> **Task description**:
From the entries that follow, report every line in which "grass" occurs.

Dataset excerpts:
#####

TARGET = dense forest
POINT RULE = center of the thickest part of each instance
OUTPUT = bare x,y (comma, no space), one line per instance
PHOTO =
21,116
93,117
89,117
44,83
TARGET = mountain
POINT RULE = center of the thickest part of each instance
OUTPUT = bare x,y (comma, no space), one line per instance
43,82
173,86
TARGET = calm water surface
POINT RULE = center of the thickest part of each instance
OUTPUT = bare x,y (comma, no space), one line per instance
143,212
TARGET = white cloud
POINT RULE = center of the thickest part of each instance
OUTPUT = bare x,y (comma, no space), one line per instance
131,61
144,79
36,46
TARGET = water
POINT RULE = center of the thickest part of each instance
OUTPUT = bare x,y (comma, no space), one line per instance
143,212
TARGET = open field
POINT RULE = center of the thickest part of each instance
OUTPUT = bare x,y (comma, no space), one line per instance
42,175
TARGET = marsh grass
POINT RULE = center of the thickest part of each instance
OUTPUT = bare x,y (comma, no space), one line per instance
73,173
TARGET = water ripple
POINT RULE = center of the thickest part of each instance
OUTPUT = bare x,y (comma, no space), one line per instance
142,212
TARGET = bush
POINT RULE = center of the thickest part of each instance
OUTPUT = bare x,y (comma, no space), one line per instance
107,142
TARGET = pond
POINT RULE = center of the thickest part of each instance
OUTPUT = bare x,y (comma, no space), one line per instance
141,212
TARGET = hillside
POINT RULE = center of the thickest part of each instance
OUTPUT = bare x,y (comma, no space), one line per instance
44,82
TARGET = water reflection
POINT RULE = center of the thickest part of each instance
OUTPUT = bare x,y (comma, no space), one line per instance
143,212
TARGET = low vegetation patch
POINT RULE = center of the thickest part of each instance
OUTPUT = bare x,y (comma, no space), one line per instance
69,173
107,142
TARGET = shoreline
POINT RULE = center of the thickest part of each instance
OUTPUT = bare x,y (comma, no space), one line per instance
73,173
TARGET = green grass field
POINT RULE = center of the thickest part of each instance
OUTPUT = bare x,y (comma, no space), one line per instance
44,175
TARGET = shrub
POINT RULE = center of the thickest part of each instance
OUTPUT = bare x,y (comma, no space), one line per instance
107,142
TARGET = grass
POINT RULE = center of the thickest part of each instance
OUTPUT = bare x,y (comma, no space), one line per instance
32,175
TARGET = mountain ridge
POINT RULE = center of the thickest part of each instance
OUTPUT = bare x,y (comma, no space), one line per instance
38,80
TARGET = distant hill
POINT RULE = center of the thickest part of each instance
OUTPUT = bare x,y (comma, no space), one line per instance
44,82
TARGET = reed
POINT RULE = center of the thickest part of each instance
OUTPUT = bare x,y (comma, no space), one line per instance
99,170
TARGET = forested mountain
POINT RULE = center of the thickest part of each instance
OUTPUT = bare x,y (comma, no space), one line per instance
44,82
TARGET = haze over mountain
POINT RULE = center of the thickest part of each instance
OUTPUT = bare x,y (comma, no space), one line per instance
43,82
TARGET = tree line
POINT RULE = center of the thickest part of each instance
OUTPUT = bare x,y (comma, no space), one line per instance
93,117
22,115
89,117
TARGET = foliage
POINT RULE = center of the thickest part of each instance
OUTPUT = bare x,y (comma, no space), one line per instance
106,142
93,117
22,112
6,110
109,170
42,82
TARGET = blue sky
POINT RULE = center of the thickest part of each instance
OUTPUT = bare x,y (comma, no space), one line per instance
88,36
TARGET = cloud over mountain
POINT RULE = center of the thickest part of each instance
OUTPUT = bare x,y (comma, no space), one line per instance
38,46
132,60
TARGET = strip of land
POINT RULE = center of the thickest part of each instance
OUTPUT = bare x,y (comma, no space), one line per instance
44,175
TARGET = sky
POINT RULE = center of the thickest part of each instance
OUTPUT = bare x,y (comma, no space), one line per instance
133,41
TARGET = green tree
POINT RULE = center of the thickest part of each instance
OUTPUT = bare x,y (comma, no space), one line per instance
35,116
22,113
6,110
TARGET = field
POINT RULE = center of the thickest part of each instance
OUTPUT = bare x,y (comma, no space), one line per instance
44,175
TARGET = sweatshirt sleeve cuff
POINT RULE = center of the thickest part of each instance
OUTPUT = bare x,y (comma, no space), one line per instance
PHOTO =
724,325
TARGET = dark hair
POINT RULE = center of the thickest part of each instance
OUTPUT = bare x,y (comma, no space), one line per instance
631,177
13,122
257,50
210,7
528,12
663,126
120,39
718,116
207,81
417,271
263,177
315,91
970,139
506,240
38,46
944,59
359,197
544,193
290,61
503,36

#####

> **Response area**:
TARGET = marsh grass
TARGET = green grass field
TARGET = grass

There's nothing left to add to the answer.